_Your task_. Find all the lines in the entries below that hold the word "stool" and copy them.

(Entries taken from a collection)
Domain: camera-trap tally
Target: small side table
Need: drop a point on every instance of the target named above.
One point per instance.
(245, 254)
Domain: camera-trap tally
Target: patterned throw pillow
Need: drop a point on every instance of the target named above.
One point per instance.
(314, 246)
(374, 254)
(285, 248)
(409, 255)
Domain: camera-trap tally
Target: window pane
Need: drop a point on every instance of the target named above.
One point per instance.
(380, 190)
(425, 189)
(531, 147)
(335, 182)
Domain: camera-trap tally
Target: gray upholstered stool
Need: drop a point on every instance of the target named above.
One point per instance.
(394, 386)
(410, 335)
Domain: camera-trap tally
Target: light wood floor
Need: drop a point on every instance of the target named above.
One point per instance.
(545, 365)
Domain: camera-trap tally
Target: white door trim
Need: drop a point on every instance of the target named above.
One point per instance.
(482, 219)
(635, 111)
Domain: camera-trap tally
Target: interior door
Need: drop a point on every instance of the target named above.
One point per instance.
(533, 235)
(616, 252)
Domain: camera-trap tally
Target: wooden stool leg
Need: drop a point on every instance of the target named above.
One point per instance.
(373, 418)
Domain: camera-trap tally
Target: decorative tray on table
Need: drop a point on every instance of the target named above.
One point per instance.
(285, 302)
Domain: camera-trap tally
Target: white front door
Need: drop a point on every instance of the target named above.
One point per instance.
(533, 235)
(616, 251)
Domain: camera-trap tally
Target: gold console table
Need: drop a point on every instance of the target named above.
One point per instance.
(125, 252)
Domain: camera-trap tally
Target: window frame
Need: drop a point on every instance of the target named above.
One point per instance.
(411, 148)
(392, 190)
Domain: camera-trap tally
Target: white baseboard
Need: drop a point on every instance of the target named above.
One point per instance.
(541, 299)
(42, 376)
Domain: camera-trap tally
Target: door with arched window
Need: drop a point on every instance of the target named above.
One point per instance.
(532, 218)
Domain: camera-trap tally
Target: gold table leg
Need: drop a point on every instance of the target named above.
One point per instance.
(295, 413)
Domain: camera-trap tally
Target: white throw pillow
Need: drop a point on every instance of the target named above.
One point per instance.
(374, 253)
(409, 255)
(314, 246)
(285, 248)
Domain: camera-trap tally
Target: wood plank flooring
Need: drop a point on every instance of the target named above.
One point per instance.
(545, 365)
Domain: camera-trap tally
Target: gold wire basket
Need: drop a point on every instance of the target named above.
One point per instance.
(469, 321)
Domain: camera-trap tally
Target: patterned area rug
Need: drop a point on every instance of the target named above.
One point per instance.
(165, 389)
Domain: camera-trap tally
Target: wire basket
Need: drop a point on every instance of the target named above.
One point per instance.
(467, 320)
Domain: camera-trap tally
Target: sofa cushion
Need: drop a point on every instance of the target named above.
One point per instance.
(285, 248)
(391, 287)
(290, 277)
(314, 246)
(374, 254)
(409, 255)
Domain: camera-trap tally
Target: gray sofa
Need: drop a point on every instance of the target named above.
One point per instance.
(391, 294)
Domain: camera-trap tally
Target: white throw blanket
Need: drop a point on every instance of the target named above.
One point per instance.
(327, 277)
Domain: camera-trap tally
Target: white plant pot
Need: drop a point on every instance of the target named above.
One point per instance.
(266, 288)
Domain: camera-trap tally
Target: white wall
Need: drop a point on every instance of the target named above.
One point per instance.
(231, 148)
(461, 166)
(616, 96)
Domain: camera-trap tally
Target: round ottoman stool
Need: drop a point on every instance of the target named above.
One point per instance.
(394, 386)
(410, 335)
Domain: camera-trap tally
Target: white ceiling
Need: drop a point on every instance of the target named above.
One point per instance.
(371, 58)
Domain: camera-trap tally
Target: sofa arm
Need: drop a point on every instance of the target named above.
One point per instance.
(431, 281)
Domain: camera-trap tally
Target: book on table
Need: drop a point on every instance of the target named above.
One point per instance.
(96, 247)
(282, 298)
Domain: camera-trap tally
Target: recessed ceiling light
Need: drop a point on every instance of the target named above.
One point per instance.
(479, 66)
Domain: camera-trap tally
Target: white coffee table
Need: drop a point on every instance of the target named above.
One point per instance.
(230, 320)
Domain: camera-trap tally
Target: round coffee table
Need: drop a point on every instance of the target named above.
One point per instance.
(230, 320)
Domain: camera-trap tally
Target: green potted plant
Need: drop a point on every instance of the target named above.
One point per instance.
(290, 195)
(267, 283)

_Output of the task_.
Target: gray upholstered stool
Target: wooden stool leg
Target: round ottoman stool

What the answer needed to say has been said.